[Work to be completed]:
From the first record below to the last, retype each one exactly.

[Records for the task]:
■ ■ ■ ■

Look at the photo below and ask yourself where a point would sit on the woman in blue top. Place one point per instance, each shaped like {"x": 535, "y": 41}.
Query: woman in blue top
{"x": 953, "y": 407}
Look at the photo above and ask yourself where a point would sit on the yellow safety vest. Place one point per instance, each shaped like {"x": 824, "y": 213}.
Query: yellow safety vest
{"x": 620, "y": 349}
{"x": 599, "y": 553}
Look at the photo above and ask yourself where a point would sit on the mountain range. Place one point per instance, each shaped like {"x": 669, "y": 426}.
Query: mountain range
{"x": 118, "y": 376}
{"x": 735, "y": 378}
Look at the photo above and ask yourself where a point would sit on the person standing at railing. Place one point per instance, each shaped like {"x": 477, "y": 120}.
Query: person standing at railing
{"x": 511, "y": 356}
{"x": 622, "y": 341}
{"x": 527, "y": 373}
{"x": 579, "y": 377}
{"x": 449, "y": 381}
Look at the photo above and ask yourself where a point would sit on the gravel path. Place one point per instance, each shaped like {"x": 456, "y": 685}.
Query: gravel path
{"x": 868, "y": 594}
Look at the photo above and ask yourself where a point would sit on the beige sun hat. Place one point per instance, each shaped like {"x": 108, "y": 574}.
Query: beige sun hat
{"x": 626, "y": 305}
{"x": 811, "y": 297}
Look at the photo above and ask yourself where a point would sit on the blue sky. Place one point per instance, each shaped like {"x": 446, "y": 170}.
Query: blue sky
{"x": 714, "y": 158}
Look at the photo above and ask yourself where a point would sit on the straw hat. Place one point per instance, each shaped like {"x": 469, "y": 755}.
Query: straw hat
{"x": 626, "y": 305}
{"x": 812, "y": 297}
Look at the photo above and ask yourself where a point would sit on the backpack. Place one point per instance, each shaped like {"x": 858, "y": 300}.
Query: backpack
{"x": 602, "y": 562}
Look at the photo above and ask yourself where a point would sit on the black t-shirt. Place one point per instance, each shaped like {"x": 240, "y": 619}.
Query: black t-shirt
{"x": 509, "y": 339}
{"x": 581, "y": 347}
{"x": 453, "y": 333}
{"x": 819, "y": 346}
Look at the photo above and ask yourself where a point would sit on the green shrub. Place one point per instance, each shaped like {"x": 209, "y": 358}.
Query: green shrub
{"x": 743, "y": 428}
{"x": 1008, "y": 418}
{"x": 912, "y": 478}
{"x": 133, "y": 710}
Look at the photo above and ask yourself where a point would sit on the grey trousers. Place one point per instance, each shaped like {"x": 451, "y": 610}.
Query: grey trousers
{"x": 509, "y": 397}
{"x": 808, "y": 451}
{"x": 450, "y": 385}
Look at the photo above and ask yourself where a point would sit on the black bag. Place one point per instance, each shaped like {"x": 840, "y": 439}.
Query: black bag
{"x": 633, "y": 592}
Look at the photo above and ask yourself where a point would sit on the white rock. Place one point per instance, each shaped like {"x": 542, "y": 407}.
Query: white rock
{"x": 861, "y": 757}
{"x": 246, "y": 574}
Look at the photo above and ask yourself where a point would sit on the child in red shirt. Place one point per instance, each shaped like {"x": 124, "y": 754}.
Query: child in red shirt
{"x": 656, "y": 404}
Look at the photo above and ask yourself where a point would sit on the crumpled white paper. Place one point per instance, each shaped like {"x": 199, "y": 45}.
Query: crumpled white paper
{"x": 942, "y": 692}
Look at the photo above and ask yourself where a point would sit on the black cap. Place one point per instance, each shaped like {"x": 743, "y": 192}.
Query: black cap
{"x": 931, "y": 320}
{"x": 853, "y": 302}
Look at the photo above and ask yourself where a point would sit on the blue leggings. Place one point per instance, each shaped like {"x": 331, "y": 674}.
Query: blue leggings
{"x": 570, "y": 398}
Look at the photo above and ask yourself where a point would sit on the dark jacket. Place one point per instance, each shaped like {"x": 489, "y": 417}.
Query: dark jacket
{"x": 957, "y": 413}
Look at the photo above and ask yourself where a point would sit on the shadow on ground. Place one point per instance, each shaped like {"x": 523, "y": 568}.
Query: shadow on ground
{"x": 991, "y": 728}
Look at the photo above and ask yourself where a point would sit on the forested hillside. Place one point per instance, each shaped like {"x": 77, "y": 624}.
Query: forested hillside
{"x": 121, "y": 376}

■ ■ ■ ■

[Written response]:
Look at the photo below and ask yourself where a point would sit on the woman in blue top. Place one point per instance, each shaped like {"x": 535, "y": 41}.
Query: woman in blue top
{"x": 953, "y": 407}
Look at the photo above and ask yourself where a point would sit on the yellow safety vest. Place one point per instance, each shaped like {"x": 824, "y": 213}.
Query: yellow safety vest
{"x": 620, "y": 349}
{"x": 599, "y": 553}
Look at the photo above and ask yourself where a point would sit on the mountain range. Place one point per instance, each shaped like {"x": 669, "y": 426}.
Query: mountain range
{"x": 118, "y": 376}
{"x": 735, "y": 378}
Look at the photo above and ask yourself where a point would sit on the person standing at railing. Place one point per instance, each shaped like {"x": 477, "y": 120}.
Query: person standing at railing
{"x": 511, "y": 356}
{"x": 622, "y": 341}
{"x": 527, "y": 373}
{"x": 579, "y": 377}
{"x": 449, "y": 381}
Look at the photo above and ask yourself where a point would sit on the gravel path. Place one point per instance, each shaped like {"x": 456, "y": 685}.
Query: gravel path
{"x": 868, "y": 594}
Look at the photo above and ask yourself where a point would sit on the beige sun hat. Place one point per instance, each shaped like {"x": 108, "y": 574}.
Query: beige sun hat
{"x": 626, "y": 305}
{"x": 811, "y": 297}
Look at the photo above and ask yourself where a point would sit on the blue sky. Place one point per instance, each shaped like {"x": 446, "y": 170}.
Query: blue sky
{"x": 714, "y": 158}
Look at the photo above and ask yourself where a point would sit on the straw hat. Place one point per instance, each shaped like {"x": 469, "y": 755}.
Query: straw hat
{"x": 626, "y": 305}
{"x": 812, "y": 297}
Look at the photo above and ask yourself where a point would sit on the backpack. Place one point per instance, each shaped like {"x": 858, "y": 300}.
Query: backpack
{"x": 602, "y": 562}
Look at the photo above and ask yourself where a point would sit on the black t-shirt. Place one point per instance, each shaped like {"x": 240, "y": 619}.
Query: black t-shirt
{"x": 509, "y": 339}
{"x": 581, "y": 347}
{"x": 453, "y": 333}
{"x": 819, "y": 346}
Look at the photo above and ask yourself where a point would sit on the green shrub. Place one point per instance, each shaped like {"x": 209, "y": 358}.
Query: green shrub
{"x": 743, "y": 428}
{"x": 1008, "y": 418}
{"x": 912, "y": 478}
{"x": 133, "y": 710}
Look at the photo above and ask yourself where a point would sit on the grey trousers. Place one point per instance, each shaped like {"x": 451, "y": 610}.
Query: grey trousers
{"x": 509, "y": 397}
{"x": 808, "y": 451}
{"x": 450, "y": 385}
Look at the photo above and ask yourself where a point would sit on the black bag. Place one point per instance, each shaped like {"x": 840, "y": 439}.
Query: black bag
{"x": 633, "y": 592}
Look at the photo above and ask yourself where a point would sit on the white rock. Place one point per instance, each shaped like {"x": 542, "y": 407}.
Query: white rock
{"x": 861, "y": 757}
{"x": 246, "y": 574}
Look at the photo above and ask yourself where a point would sit on the child in red shirt. Place one point per instance, each shaped like {"x": 124, "y": 754}.
Query: child in red shirt
{"x": 656, "y": 404}
Look at the photo above and ask yourself where a point would sit on the crumpled white paper. Place one point per instance, each shaped like {"x": 199, "y": 45}.
Query: crumpled white paper
{"x": 942, "y": 692}
Look at the photo above and ask yourself where a point would sit on the black cap. Place one point per instance, each shaped like {"x": 743, "y": 192}.
Query: black cap
{"x": 931, "y": 320}
{"x": 853, "y": 302}
Look at the photo above and ask yourself where a point would sit on the blue leggings. Place one point per instance, each shaped like {"x": 331, "y": 674}.
Query: blue leggings
{"x": 570, "y": 398}
Look at the photo above and ask yourself where a point would sit on the dark jacket. Place one point per instance, each shaped like {"x": 489, "y": 417}.
Query: dark jacket
{"x": 957, "y": 413}
Look at the photo above and ask yourself where a point would sit on the shadow on ground. Place one point per instance, each shaped like {"x": 523, "y": 568}.
Query: shadow on ground
{"x": 991, "y": 728}
Look at the photo above and ask yourself where a point would sit on the forested hillside. Place one point per instance, each shaped like {"x": 77, "y": 624}.
Query: forested hillside
{"x": 121, "y": 376}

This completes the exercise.